Material supplied START

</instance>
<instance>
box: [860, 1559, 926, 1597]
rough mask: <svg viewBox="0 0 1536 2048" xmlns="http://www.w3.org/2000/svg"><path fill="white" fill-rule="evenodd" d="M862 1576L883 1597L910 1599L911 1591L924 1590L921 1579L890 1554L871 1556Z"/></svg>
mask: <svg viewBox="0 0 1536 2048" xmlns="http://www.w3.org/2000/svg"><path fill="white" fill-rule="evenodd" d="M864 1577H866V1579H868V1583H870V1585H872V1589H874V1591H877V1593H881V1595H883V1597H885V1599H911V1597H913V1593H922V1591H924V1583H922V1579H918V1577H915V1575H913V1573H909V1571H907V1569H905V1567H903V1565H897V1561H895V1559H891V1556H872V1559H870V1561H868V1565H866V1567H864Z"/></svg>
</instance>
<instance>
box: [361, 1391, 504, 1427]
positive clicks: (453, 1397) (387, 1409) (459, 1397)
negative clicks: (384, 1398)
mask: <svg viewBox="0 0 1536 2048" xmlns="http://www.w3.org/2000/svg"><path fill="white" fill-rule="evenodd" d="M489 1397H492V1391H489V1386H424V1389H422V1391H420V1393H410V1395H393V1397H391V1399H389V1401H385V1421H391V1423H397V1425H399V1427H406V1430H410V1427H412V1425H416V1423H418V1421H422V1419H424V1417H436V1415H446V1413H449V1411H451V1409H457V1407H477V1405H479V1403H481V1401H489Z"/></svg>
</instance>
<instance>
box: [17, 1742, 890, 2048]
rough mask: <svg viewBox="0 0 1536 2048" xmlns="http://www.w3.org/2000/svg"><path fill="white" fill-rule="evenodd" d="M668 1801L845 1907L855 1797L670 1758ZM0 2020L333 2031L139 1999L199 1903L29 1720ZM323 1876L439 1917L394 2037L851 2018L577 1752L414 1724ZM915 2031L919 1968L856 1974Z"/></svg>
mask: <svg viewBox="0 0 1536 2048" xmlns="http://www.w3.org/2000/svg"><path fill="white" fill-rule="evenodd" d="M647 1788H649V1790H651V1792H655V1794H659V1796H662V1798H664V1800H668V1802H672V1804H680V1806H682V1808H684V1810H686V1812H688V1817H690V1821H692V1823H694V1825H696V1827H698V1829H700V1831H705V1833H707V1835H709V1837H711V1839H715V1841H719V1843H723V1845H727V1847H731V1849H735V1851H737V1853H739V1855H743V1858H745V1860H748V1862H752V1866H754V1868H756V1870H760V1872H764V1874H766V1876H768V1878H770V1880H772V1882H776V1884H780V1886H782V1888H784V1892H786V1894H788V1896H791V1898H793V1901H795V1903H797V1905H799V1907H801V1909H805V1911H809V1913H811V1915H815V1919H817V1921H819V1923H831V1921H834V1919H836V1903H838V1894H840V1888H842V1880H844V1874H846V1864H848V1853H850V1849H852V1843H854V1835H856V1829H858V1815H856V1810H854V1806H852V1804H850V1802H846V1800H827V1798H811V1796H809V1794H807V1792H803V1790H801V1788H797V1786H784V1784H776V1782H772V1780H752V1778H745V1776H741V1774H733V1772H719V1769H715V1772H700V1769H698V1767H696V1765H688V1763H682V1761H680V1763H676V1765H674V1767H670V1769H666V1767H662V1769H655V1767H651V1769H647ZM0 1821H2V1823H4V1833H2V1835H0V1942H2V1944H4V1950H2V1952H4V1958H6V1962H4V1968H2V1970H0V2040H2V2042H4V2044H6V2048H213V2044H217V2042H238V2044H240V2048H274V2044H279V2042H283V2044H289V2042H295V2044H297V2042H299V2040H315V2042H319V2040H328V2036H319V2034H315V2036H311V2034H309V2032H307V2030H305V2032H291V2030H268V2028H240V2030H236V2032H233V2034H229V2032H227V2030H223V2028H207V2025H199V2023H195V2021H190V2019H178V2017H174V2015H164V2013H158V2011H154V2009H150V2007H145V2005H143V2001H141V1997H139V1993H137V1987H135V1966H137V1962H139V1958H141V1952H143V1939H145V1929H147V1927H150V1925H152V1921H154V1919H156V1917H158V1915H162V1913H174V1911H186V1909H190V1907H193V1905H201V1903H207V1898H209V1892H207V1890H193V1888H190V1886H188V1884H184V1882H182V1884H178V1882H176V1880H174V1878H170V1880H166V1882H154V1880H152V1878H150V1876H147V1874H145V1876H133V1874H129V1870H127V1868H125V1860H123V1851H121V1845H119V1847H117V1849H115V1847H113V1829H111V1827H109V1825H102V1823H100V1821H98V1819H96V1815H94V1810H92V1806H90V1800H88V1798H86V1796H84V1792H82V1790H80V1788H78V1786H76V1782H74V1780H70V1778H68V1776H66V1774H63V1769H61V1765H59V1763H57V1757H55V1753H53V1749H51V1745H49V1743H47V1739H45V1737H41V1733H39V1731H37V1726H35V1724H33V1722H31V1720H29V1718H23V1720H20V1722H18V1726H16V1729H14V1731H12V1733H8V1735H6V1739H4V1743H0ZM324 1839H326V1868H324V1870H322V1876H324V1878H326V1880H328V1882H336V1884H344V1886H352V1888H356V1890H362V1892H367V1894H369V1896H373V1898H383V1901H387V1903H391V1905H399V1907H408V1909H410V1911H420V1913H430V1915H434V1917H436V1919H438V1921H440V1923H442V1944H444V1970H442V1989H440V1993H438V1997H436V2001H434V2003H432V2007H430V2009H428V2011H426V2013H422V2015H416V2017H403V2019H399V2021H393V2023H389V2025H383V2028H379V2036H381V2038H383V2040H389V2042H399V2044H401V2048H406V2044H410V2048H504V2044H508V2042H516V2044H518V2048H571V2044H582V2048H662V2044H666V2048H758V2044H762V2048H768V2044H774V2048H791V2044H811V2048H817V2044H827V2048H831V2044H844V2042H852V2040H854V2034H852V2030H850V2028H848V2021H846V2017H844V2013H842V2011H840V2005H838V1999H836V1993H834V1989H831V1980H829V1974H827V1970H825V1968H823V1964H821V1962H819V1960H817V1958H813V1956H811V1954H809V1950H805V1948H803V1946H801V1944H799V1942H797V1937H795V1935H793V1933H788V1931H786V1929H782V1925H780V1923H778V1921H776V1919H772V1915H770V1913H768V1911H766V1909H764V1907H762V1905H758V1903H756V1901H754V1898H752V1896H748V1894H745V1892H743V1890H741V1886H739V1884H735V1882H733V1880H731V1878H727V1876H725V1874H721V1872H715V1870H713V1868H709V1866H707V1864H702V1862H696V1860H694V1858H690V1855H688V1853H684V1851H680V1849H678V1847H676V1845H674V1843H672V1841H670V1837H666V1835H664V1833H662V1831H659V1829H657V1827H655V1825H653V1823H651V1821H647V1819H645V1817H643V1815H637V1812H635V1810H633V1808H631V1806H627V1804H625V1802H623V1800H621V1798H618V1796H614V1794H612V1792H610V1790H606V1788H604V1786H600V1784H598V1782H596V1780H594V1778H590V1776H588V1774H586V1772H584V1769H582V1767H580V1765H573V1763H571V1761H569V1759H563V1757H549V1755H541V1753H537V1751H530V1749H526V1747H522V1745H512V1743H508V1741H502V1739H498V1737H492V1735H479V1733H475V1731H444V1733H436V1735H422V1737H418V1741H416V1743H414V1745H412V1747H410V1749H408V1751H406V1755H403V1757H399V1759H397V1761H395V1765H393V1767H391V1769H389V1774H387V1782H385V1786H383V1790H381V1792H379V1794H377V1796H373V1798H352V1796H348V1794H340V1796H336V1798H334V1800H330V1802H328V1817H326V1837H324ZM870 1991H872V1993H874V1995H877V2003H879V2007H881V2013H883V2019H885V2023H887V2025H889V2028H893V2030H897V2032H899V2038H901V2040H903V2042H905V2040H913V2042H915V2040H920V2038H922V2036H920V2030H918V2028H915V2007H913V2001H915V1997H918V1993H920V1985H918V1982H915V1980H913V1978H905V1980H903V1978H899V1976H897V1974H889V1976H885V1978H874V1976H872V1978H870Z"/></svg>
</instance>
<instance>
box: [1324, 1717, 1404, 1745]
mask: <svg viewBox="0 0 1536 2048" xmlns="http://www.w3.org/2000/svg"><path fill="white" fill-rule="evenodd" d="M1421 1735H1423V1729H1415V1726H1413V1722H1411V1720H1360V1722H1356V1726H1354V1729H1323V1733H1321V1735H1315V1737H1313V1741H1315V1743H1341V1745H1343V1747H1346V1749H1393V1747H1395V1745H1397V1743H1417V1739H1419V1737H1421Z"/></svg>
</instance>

Material supplied END

▶ _Work order_
Return every line of the listing above that contains the string "clicks".

▶ _Exercise solution_
positive clicks: (453, 1397) (387, 1409) (459, 1397)
negative clicks: (384, 1398)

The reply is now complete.